本文の「これは私の個人的な意見ですが」から「まま伝えたいと思うわけです。」までを、一字一句変えずに抜き出して返してください。

[本文]:
.....

去年外資系翻訳あるあるを楽しんで書いてた頃は、今の仕事を始める直前だったんですね。

現在は mmhmm という会社で働いています。ビデオを使ったコミュニケーションをリアル以上に楽しく、わかりやすいものにすることをお手伝いするアプリを作っている会社です。

クローズドのベータ提供から 1 年が経ちましたが、現状 mmhmm は英語と日本語のみで展開しています。Windows 版はまだ英語ですが…、Mac 版、そしてウェブやメールなどのマーケティング系、サポート系も日本語化してあります。この夏の間には 12 言語展開になる予定ですが、日本語については特別扱いで、ベータ版の時から一部日本語化していたのです。

日本市場をこんなに重要視するスタートアップはなかなかなくて、本当にありがたいです。昨日、現在 mmhmm の仕事をしているのは世界中で 75 名とフィルが言っていて、「そこまで増えていたか!」とびっくりしましたが、とはいえまだまだ日本・アジア太平洋チームは小さいですから、マーケティング、コミュニティ、サポート、翻訳など、なんでもやっています。大変ではありますが、会社がどういうことをやっているのかの全体が見えるので、とても充実した日々を送っています。

自分が翻訳をしているので、翻訳あるあるに書いてあるような変なことに mmhmm で出会ったということはないはずですが(笑)、もしおかしなことを発見しましたら、ぜひお知らせください…。

さて、今回のタイトル、直訳でいくか、意訳でいくか、という問題。これは好みもあるので、必ずしも正解のない話です。

これは私の個人的な意見ですが、自分の場合、場合によって若干スタンスを変えて翻訳している気がします。

意識的に直訳にしようとしているのは、「リリース」と「動画の字幕」です。リリースを訳すときというのは、通常、本社の広報が作成した承認された文章を訳すわけです。言葉の取捨選択、話す順序、ストーリー含め、議論に議論を重ねた上で紡ぎ出され(と信じたいw)たはず。なので、その意図を汲み取った上で、できるだけそのエッセンスをそのまま伝えたいと思うわけです。

.....

(ラベル付きポイントの記録)

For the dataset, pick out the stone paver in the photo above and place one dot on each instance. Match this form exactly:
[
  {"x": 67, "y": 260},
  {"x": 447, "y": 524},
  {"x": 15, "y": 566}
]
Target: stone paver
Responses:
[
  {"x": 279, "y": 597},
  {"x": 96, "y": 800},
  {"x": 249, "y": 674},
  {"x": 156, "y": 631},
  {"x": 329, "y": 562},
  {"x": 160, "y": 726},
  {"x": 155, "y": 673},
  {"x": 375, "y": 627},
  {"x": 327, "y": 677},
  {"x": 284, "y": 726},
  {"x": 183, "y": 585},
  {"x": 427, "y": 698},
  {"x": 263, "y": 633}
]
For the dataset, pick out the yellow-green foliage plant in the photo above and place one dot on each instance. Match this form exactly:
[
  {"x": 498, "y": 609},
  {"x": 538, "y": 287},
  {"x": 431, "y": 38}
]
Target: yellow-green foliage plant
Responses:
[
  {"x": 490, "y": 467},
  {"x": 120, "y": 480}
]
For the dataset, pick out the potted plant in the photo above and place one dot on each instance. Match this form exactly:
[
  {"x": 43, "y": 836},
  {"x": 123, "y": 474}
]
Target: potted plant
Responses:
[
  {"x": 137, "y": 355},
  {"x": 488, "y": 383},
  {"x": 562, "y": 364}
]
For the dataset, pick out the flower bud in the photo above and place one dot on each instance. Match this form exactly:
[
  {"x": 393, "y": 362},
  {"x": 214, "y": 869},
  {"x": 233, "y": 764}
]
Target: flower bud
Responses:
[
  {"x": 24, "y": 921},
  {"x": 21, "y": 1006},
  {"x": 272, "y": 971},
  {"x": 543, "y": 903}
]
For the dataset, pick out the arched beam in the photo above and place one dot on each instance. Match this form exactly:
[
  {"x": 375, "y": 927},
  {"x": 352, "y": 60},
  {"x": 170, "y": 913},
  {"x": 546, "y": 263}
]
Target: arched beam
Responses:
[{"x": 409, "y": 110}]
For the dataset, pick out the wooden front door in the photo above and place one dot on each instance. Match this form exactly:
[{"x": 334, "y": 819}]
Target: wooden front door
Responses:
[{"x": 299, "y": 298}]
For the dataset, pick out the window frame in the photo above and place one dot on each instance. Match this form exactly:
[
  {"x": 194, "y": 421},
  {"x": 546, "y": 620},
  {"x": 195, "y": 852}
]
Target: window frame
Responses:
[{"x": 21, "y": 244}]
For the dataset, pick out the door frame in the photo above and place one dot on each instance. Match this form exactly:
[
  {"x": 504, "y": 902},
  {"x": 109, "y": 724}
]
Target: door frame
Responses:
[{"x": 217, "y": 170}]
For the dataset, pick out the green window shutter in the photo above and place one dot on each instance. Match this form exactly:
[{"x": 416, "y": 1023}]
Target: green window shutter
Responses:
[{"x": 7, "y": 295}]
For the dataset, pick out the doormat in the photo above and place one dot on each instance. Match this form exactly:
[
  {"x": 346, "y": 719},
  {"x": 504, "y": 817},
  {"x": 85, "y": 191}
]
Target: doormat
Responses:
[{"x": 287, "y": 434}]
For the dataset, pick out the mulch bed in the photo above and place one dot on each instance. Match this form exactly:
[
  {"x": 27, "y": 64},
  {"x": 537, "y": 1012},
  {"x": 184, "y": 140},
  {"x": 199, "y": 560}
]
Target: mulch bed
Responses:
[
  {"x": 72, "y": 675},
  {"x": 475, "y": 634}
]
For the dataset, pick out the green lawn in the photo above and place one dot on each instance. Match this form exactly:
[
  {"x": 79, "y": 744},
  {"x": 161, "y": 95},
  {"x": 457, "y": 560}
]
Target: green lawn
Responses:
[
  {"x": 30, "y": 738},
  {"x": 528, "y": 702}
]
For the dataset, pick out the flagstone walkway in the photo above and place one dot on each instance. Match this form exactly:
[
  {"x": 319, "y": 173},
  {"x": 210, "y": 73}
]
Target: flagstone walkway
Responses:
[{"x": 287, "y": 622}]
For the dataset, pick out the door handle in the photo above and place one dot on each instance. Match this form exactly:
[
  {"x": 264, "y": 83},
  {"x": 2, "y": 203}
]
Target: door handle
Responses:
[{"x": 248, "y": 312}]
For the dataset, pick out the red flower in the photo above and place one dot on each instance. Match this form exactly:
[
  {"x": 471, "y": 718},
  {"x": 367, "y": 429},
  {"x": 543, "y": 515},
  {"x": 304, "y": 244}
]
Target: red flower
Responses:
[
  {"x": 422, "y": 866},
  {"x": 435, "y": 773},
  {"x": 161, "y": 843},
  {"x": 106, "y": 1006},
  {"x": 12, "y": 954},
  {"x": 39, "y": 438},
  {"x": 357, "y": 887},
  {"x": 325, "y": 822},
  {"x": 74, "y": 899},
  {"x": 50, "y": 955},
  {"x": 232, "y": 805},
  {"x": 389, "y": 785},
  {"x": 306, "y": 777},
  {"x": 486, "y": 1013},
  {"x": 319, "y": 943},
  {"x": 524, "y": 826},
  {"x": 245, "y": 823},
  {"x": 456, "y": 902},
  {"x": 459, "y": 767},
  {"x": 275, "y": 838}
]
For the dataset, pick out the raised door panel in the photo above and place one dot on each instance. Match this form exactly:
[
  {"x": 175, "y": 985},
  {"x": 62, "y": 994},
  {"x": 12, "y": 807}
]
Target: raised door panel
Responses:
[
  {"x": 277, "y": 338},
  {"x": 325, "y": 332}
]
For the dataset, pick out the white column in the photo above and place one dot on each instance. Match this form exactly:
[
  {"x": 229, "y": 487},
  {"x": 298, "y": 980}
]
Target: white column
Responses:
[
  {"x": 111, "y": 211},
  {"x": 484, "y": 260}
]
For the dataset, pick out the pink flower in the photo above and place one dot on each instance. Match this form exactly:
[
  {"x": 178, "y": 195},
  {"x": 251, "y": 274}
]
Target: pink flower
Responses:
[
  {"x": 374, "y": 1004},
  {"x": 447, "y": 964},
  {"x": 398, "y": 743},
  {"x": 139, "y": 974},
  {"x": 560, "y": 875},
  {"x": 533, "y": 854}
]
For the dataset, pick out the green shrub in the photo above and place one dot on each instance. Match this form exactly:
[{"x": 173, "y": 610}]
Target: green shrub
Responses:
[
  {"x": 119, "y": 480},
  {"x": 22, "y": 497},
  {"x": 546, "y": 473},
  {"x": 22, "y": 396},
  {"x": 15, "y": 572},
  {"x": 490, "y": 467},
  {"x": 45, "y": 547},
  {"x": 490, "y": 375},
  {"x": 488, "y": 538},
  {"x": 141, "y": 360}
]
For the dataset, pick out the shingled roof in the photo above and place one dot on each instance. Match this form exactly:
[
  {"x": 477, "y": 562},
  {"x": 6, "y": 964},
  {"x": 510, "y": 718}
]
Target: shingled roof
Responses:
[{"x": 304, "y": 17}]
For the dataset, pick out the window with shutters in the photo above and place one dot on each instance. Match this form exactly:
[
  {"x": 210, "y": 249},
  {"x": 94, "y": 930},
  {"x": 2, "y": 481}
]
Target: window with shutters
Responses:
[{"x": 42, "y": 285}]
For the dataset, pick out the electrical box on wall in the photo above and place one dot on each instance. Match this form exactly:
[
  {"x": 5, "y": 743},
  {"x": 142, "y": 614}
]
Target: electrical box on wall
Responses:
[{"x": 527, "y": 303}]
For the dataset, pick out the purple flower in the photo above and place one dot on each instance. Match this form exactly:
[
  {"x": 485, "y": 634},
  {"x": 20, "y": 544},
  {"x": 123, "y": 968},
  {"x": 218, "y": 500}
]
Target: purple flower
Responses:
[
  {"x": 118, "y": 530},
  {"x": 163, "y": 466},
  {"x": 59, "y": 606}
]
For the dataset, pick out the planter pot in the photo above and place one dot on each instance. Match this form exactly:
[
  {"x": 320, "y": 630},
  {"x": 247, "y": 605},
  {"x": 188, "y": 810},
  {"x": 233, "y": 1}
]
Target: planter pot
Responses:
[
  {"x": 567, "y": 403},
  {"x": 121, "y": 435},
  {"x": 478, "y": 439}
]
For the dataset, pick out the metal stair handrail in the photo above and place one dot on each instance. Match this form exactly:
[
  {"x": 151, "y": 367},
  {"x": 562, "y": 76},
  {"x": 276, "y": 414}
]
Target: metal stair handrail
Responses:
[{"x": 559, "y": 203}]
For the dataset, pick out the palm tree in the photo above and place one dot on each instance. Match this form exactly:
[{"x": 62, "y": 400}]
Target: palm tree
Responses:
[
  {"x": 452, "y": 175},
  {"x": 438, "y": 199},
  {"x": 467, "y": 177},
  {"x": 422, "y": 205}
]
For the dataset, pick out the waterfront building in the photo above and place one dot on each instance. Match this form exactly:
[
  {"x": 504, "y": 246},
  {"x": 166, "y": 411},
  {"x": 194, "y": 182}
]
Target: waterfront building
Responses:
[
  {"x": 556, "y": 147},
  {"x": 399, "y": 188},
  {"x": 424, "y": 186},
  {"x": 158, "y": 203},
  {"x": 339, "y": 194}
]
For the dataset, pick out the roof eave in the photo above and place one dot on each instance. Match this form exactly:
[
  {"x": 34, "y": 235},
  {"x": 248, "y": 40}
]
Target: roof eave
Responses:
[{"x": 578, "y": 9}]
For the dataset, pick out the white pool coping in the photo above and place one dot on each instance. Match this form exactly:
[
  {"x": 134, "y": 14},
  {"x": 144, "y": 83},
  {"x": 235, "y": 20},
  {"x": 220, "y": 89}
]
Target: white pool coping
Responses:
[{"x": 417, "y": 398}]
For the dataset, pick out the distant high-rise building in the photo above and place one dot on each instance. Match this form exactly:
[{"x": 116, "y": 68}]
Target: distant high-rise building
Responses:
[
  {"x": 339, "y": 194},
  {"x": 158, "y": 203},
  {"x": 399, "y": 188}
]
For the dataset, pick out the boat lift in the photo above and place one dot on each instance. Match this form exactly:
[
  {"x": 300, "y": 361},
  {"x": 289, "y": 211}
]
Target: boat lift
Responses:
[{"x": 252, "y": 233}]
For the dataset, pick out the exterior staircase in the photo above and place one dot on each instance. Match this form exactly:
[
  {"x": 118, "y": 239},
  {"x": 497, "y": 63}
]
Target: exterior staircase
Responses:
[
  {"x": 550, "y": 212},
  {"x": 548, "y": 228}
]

.....

[解答]:
これは私の個人的な意見ですが、自分の場合、場合によって若干スタンスを変えて翻訳している気がします。

意識的に直訳にしようとしているのは、「リリース」と「動画の字幕」です。リリースを訳すときというのは、通常、本社の広報が作成した承認された文章を訳すわけです。言葉の取捨選択、話す順序、ストーリー含め、議論に議論を重ねた上で紡ぎ出され(と信じたいw)たはず。なので、その意図を汲み取った上で、できるだけそのエッセンスをそのまま伝えたいと思うわけです。